====== Fragmento de la página
Con este paisaje, Impresión, sol naciente, el pintor Claude Monet abrió, en 1874, una nueva y revolucionaria etapa en la historia del arte.

En 1980 el prestigioso catedrático de Semiótica, Humberto Eco, traspasaba los limitados pero confortables confines del mundo universitario, donde sigue siendo considerado una suprema autoridad en materias como Lingüística, Estética, Comunicación o Crítica Literaria, para convertirse en un auténtico fenómeno editorial con su primera novela, El nombre de la rosa. Aderezada con acertadas dosis de intriga, esta ficción policíaca, ambientada en una abadía de los Alpes italianos durante la Baja Edad Media, alcanzó unas cifras de ventas millonarias, inspiró una exitosa versión cinematográfica y popularizó a su autor, quien, un tanto ajeno al barullo engendrado a su alrededor, ha continuado su labor docente, ha cosechado multitud de galardones y honores y no ha vuelto a repetir, ni de lejos, un bombazo literario de semejante magnitud.

            La espectacular resonancia del superventas (best seller) de Eco provocó un inmediato efecto y una posterior cadena interminable de desperfectos. La primera consecuencia consistió en la revitalización de un género, la novela histórica, que había tocado su techo en la segunda mitad del siglo XIX, de la mano de sir Walter Scott y su ilustre pléyade de seguidores (Dumas, Hugo, Flaubert, Galdós, Tolstói), y que, a lo largo de la siguiente centuria, se había sumergido en una apacible y soporífera decadencia, tan solo interrumpida por contadas y magníficas excepciones, protagonizadas por Robert Graves, Margarite Yourcenar o Boris Pasternak.
============
====== Conjunto de líneas
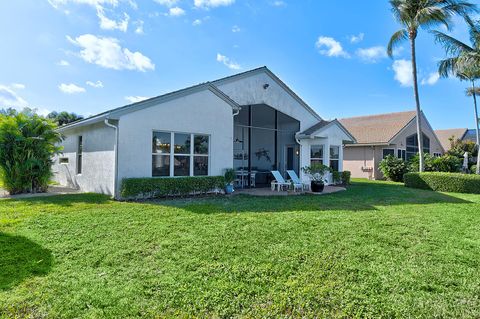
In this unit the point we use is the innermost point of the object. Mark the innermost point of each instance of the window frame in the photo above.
(191, 155)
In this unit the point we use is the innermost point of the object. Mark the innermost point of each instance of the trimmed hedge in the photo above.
(444, 182)
(142, 188)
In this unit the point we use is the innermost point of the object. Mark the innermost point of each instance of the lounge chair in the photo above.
(279, 181)
(297, 183)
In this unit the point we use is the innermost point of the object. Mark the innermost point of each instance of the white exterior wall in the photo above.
(201, 113)
(98, 159)
(250, 91)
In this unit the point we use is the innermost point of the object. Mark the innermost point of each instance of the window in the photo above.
(412, 145)
(334, 158)
(316, 154)
(79, 154)
(174, 155)
(388, 151)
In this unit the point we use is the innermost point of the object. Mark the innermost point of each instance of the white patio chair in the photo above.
(279, 181)
(297, 183)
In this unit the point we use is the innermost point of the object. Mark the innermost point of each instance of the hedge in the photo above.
(142, 188)
(444, 182)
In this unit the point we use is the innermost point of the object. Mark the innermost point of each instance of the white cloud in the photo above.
(373, 54)
(227, 62)
(403, 72)
(63, 63)
(9, 98)
(107, 53)
(176, 12)
(330, 47)
(71, 88)
(212, 3)
(97, 84)
(135, 99)
(432, 79)
(109, 24)
(167, 3)
(357, 38)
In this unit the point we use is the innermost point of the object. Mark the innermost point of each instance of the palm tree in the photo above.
(416, 14)
(464, 63)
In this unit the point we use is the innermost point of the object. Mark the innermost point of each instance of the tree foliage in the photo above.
(27, 144)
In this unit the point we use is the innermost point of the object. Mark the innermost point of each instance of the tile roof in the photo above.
(379, 128)
(445, 135)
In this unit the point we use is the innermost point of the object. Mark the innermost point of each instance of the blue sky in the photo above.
(87, 56)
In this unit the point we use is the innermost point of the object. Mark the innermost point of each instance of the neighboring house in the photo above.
(381, 135)
(250, 121)
(462, 134)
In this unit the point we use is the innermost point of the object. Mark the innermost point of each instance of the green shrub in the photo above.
(137, 188)
(393, 168)
(346, 176)
(444, 182)
(27, 144)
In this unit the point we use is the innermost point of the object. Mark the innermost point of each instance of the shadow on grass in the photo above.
(21, 258)
(360, 196)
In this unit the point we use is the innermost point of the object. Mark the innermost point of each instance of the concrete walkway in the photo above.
(269, 192)
(52, 190)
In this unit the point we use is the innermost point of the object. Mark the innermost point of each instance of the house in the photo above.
(250, 121)
(381, 135)
(462, 134)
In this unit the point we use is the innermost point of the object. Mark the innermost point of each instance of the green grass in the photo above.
(377, 250)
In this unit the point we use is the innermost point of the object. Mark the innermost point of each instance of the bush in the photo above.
(28, 143)
(346, 175)
(444, 182)
(393, 168)
(137, 188)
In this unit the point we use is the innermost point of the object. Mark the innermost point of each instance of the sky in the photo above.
(88, 56)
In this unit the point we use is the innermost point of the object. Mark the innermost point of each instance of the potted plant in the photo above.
(229, 178)
(316, 172)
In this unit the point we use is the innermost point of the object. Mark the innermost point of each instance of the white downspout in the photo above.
(115, 164)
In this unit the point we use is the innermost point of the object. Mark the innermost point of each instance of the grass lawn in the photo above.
(377, 250)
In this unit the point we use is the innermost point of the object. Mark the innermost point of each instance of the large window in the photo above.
(334, 157)
(79, 154)
(174, 154)
(412, 145)
(316, 154)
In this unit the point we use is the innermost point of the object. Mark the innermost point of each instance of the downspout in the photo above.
(115, 165)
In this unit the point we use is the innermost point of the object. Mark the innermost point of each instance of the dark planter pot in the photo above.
(228, 189)
(317, 187)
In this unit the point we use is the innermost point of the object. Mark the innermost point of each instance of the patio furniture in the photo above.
(279, 181)
(297, 183)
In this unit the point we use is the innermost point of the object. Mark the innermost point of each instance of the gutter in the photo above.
(115, 150)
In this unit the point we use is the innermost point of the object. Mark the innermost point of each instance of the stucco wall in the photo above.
(202, 113)
(250, 91)
(97, 159)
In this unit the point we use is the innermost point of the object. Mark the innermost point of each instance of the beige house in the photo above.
(385, 134)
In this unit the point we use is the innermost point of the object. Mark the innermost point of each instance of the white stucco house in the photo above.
(251, 121)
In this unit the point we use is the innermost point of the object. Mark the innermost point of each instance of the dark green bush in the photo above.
(137, 188)
(393, 168)
(444, 182)
(346, 175)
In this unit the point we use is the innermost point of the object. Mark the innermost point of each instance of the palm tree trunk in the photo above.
(417, 103)
(476, 127)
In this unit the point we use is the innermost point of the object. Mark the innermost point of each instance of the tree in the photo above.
(64, 118)
(416, 14)
(27, 144)
(464, 63)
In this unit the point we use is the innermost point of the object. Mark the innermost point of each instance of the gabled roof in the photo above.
(212, 86)
(445, 135)
(321, 125)
(377, 129)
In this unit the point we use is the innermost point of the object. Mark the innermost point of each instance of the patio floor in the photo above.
(269, 192)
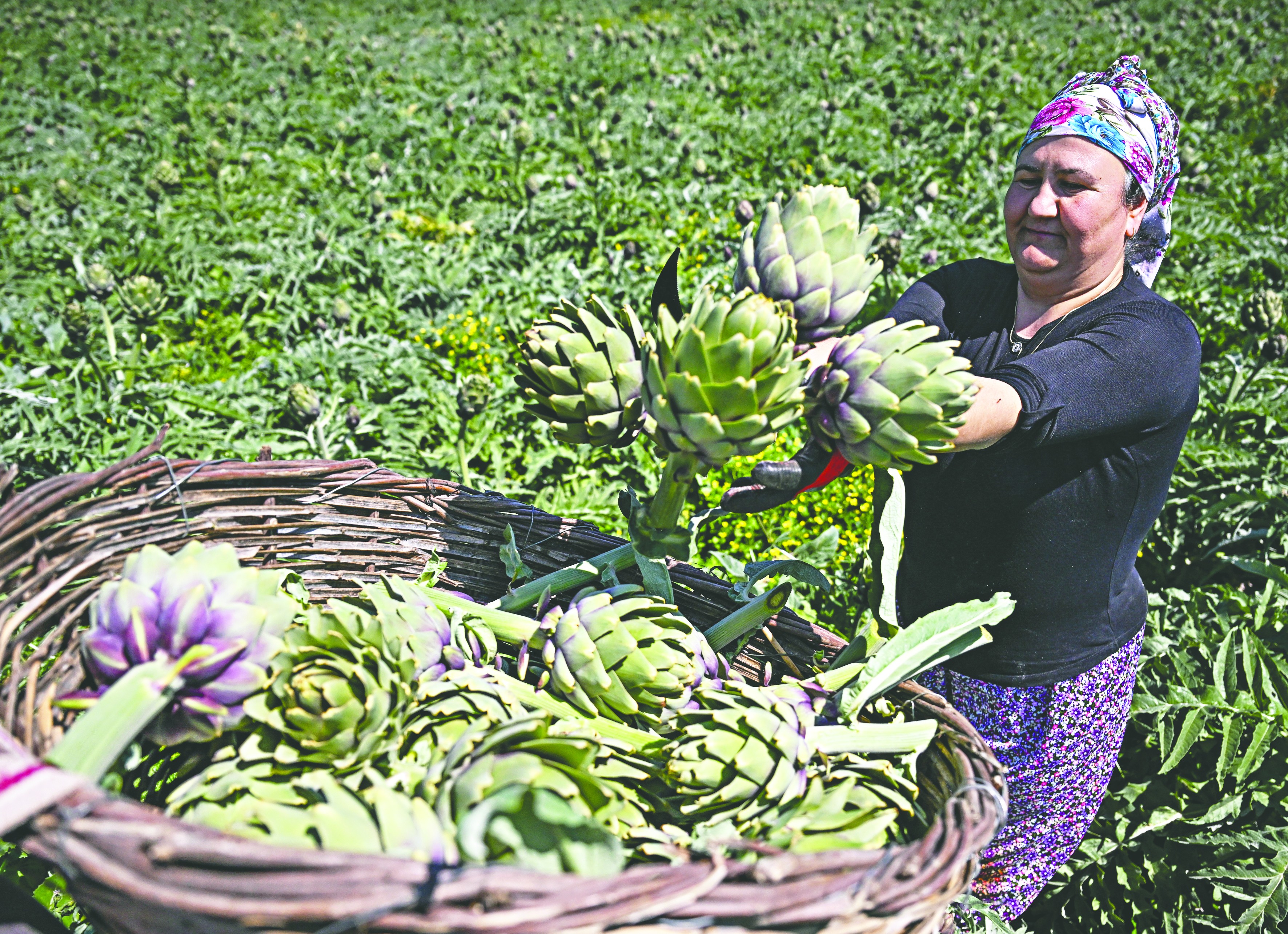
============
__Tareas__
a. Según el fragmento de la página, ¿dónde y cuándo transcurre la primera novela del catedrático de Semiótica?
b. Reproduce el pasaje del fragmento de la página que va de "La espectacular resonancia" a "o Boris Pasternak.".
c. Indica si cada afirmación concuerda con el fragmento de la página y cita las palabras que lo deciden:
(i) La novela histórica había alcanzado su punto más alto en la segunda mitad del siglo XIX.
(ii) Tras el éxito de su primera novela, el autor abandonó la docencia.
(iii) La primera novela del autor dio origen a una película.

__Resultados__
a. En una abadía de los Alpes italianos durante la Baja Edad Media.

b.
La espectacular resonancia del superventas (best seller) de Eco provocó un inmediato efecto y una posterior cadena interminable de desperfectos. La primera consecuencia consistió en la revitalización de un género, la novela histórica, que había tocado su techo en la segunda mitad del siglo XIX, de la mano de sir Walter Scott y su ilustre pléyade de seguidores (Dumas, Hugo, Flaubert, Galdós, Tolstói), y que, a lo largo de la siguiente centuria, se había sumergido en una apacible y soporífera decadencia, tan solo interrumpida por contadas y magníficas excepciones, protagonizadas por Robert Graves, Margarite Yourcenar o Boris Pasternak.

c.
(i) Sí: "había tocado su techo en la segunda mitad del siglo XIX".
(ii) No: "ha continuado su labor docente".
(iii) Sí: "inspiró una exitosa versión cinematográfica".